[[ Available records open ]]
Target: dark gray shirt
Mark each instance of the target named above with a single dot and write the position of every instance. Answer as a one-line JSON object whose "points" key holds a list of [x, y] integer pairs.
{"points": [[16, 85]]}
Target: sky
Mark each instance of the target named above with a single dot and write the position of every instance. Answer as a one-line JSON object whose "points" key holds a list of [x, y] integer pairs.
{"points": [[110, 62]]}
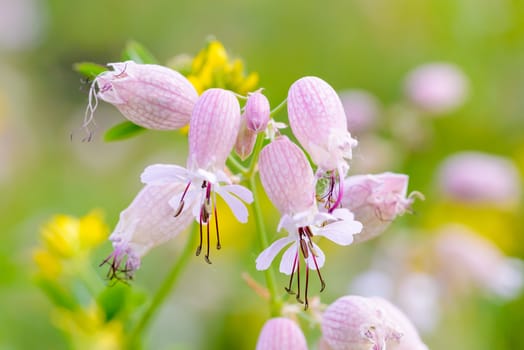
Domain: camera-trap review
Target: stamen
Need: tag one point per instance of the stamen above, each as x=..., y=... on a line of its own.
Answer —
x=288, y=289
x=207, y=251
x=199, y=248
x=216, y=226
x=322, y=283
x=181, y=205
x=306, y=304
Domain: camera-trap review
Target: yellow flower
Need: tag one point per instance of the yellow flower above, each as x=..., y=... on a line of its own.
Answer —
x=67, y=238
x=213, y=68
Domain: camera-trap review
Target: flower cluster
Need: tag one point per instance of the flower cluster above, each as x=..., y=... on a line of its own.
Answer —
x=318, y=202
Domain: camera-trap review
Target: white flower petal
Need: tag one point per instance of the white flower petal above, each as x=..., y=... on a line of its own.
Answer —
x=286, y=264
x=236, y=205
x=163, y=174
x=239, y=191
x=268, y=255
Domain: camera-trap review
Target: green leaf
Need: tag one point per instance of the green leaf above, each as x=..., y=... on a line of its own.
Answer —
x=89, y=69
x=122, y=131
x=135, y=51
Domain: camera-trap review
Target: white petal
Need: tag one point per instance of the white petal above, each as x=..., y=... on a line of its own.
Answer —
x=320, y=258
x=240, y=191
x=268, y=255
x=340, y=232
x=236, y=205
x=286, y=264
x=163, y=173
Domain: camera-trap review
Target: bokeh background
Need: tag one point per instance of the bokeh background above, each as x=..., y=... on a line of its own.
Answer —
x=358, y=44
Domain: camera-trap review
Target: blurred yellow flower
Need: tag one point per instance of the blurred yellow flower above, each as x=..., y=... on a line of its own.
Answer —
x=88, y=329
x=212, y=68
x=68, y=238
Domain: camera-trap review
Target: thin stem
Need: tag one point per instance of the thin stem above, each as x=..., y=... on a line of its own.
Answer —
x=235, y=166
x=274, y=299
x=165, y=289
x=278, y=108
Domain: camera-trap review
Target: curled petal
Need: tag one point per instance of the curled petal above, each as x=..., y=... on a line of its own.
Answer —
x=268, y=255
x=163, y=174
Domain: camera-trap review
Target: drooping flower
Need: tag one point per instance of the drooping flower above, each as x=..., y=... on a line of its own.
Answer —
x=281, y=333
x=477, y=177
x=148, y=222
x=149, y=95
x=437, y=87
x=376, y=200
x=317, y=118
x=288, y=181
x=358, y=323
x=213, y=130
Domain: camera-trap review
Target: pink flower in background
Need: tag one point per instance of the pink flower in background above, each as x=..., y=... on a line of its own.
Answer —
x=213, y=130
x=317, y=119
x=146, y=223
x=281, y=333
x=362, y=110
x=257, y=112
x=481, y=178
x=289, y=183
x=376, y=200
x=149, y=95
x=465, y=260
x=437, y=87
x=355, y=323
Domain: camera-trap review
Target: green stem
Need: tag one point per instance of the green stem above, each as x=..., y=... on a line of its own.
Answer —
x=278, y=108
x=275, y=302
x=165, y=289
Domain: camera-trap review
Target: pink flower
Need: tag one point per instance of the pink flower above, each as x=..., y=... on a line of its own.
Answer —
x=357, y=323
x=289, y=183
x=281, y=333
x=149, y=95
x=317, y=118
x=146, y=223
x=213, y=130
x=257, y=112
x=376, y=200
x=353, y=323
x=437, y=87
x=478, y=177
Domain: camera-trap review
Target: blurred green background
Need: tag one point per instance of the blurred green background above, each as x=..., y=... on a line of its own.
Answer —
x=365, y=44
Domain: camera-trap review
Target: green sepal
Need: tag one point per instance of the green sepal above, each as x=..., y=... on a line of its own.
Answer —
x=122, y=131
x=89, y=70
x=136, y=52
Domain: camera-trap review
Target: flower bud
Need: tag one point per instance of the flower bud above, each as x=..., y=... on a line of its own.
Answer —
x=287, y=176
x=437, y=87
x=246, y=140
x=358, y=323
x=257, y=112
x=317, y=118
x=281, y=333
x=149, y=95
x=376, y=200
x=477, y=177
x=213, y=129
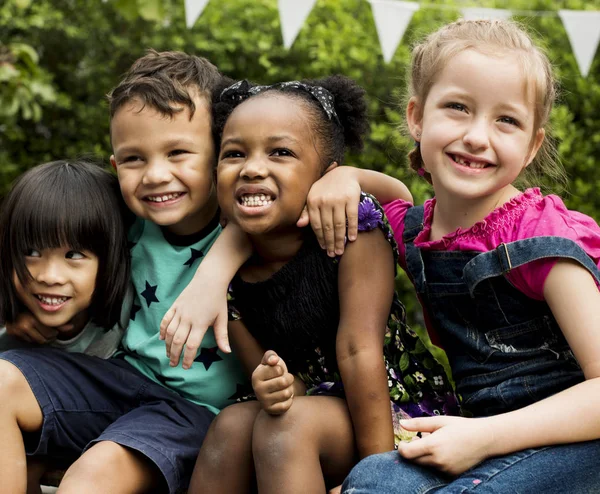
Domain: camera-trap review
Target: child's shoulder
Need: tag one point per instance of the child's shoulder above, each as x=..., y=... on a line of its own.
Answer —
x=549, y=216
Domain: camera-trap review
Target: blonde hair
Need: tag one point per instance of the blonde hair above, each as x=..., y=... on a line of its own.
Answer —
x=431, y=56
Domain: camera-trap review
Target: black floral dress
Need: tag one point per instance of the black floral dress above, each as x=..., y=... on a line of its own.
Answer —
x=296, y=313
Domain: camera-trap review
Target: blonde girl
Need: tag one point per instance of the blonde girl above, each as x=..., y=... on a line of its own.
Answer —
x=507, y=278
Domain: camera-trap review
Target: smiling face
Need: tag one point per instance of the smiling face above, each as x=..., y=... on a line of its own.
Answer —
x=267, y=163
x=61, y=286
x=476, y=128
x=165, y=165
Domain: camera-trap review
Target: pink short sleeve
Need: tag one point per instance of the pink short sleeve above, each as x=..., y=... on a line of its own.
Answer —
x=395, y=212
x=550, y=217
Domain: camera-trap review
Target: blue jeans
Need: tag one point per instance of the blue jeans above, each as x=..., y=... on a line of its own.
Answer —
x=571, y=468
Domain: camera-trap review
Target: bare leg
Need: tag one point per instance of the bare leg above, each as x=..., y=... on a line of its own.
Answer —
x=110, y=468
x=19, y=412
x=225, y=464
x=307, y=449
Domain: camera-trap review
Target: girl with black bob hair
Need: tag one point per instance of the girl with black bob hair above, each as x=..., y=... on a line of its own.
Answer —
x=64, y=260
x=301, y=322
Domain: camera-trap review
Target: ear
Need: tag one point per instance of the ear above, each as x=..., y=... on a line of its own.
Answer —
x=536, y=145
x=331, y=167
x=414, y=118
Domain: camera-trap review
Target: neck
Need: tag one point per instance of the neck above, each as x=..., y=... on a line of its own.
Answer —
x=451, y=213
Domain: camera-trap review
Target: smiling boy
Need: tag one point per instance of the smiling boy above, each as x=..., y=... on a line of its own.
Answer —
x=138, y=421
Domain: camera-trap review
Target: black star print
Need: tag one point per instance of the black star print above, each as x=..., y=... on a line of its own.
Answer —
x=208, y=356
x=196, y=254
x=150, y=293
x=134, y=310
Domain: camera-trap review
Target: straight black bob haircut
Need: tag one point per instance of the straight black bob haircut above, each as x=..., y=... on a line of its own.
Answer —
x=66, y=203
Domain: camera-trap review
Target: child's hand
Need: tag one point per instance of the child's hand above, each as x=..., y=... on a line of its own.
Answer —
x=273, y=384
x=333, y=200
x=28, y=328
x=454, y=444
x=188, y=319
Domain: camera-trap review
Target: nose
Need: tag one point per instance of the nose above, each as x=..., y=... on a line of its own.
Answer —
x=477, y=134
x=49, y=271
x=254, y=168
x=157, y=172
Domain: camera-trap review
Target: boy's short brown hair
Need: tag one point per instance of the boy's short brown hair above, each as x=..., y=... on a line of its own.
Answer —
x=166, y=81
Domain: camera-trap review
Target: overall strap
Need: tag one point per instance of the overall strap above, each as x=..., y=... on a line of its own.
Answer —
x=508, y=256
x=413, y=224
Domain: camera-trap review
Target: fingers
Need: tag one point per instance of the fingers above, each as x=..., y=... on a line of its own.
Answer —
x=414, y=449
x=268, y=379
x=339, y=230
x=304, y=218
x=314, y=215
x=220, y=329
x=164, y=324
x=270, y=358
x=177, y=342
x=170, y=332
x=191, y=347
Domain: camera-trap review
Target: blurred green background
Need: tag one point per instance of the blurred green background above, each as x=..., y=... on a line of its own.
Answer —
x=58, y=59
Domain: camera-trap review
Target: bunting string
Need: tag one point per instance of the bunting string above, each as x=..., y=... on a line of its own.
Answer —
x=392, y=17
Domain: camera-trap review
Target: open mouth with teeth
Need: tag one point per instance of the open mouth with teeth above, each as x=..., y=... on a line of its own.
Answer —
x=255, y=200
x=477, y=165
x=52, y=301
x=164, y=197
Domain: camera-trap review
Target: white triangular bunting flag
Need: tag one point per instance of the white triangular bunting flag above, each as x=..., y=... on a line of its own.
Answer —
x=193, y=9
x=292, y=14
x=474, y=13
x=583, y=29
x=391, y=19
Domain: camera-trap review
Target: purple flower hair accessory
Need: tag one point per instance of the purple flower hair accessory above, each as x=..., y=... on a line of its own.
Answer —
x=369, y=217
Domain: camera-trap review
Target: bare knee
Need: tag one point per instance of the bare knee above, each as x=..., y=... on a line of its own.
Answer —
x=110, y=467
x=229, y=434
x=277, y=439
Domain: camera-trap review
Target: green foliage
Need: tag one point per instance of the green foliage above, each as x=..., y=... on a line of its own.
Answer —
x=58, y=58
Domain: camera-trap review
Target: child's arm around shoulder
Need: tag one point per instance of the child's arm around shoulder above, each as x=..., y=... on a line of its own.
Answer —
x=366, y=288
x=203, y=303
x=334, y=198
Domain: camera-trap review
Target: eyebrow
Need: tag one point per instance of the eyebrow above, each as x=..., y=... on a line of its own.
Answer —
x=173, y=143
x=457, y=93
x=270, y=139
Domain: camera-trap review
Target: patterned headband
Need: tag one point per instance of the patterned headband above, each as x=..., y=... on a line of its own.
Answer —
x=242, y=90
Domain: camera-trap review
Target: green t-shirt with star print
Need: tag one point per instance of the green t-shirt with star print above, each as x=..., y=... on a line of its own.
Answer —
x=162, y=265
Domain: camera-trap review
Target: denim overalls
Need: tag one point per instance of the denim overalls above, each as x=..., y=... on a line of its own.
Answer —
x=506, y=351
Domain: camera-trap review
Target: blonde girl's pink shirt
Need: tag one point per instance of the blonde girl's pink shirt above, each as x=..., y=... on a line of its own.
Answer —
x=527, y=215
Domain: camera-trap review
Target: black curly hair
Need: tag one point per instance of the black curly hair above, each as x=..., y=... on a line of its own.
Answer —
x=334, y=135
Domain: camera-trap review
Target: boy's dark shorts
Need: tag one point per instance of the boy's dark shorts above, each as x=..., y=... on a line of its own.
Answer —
x=85, y=400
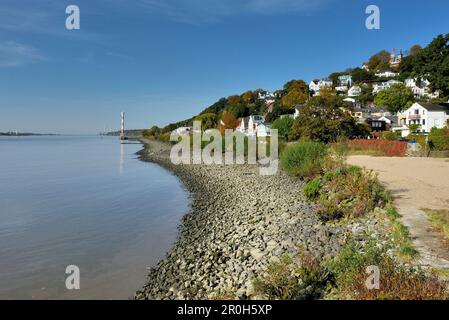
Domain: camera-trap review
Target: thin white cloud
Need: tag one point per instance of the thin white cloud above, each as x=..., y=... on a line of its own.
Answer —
x=206, y=11
x=13, y=54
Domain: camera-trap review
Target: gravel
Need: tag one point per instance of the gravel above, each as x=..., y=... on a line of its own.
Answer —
x=239, y=223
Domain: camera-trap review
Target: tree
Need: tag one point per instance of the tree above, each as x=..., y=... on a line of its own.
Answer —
x=228, y=121
x=361, y=75
x=295, y=92
x=334, y=77
x=249, y=97
x=414, y=50
x=299, y=85
x=325, y=119
x=396, y=99
x=208, y=120
x=431, y=63
x=367, y=95
x=283, y=125
x=379, y=61
x=293, y=98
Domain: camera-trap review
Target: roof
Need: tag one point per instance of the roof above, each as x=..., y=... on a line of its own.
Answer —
x=436, y=106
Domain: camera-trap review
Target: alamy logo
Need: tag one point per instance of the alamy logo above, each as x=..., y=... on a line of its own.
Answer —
x=231, y=149
x=373, y=20
x=373, y=281
x=72, y=282
x=73, y=21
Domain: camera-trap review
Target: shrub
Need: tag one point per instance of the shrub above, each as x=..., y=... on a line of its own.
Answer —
x=283, y=125
x=304, y=159
x=383, y=147
x=312, y=189
x=389, y=135
x=397, y=282
x=303, y=279
x=439, y=139
x=350, y=192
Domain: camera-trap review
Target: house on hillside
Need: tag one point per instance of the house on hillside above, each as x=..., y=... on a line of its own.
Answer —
x=316, y=85
x=345, y=80
x=184, y=131
x=378, y=87
x=387, y=74
x=426, y=115
x=268, y=97
x=361, y=114
x=354, y=91
x=250, y=125
x=421, y=89
x=376, y=124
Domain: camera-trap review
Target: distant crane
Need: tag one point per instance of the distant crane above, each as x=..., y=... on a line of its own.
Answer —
x=123, y=137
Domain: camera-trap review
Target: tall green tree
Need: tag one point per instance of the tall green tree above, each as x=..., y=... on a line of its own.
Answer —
x=379, y=61
x=396, y=99
x=283, y=125
x=431, y=63
x=295, y=92
x=324, y=118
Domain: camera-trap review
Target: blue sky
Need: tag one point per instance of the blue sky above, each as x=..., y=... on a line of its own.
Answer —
x=165, y=60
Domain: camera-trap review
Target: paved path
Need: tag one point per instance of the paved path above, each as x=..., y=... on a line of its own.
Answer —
x=416, y=183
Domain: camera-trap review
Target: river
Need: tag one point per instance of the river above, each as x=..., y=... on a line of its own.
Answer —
x=85, y=201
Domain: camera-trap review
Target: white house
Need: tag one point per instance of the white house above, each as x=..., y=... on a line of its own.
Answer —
x=421, y=90
x=341, y=89
x=378, y=87
x=317, y=85
x=426, y=115
x=354, y=91
x=345, y=80
x=184, y=131
x=413, y=82
x=263, y=130
x=387, y=74
x=249, y=125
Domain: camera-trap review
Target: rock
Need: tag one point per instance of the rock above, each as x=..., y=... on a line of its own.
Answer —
x=257, y=254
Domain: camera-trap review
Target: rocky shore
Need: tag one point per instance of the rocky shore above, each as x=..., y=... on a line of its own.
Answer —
x=239, y=223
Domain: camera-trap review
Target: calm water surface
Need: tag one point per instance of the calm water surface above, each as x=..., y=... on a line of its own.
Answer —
x=84, y=201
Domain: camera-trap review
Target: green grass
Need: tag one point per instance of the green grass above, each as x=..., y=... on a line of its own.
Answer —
x=444, y=273
x=439, y=220
x=304, y=159
x=401, y=236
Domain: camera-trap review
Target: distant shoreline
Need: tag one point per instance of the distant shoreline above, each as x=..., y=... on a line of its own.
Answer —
x=20, y=134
[[ Available records closed ]]
** What needs to be done **
Search the entries for "alamy" and show every line that has it.

** Written answer **
Target: alamy logo
Need: tag one point per instance of the alamy logo above, each as x=..., y=... on a line of its own.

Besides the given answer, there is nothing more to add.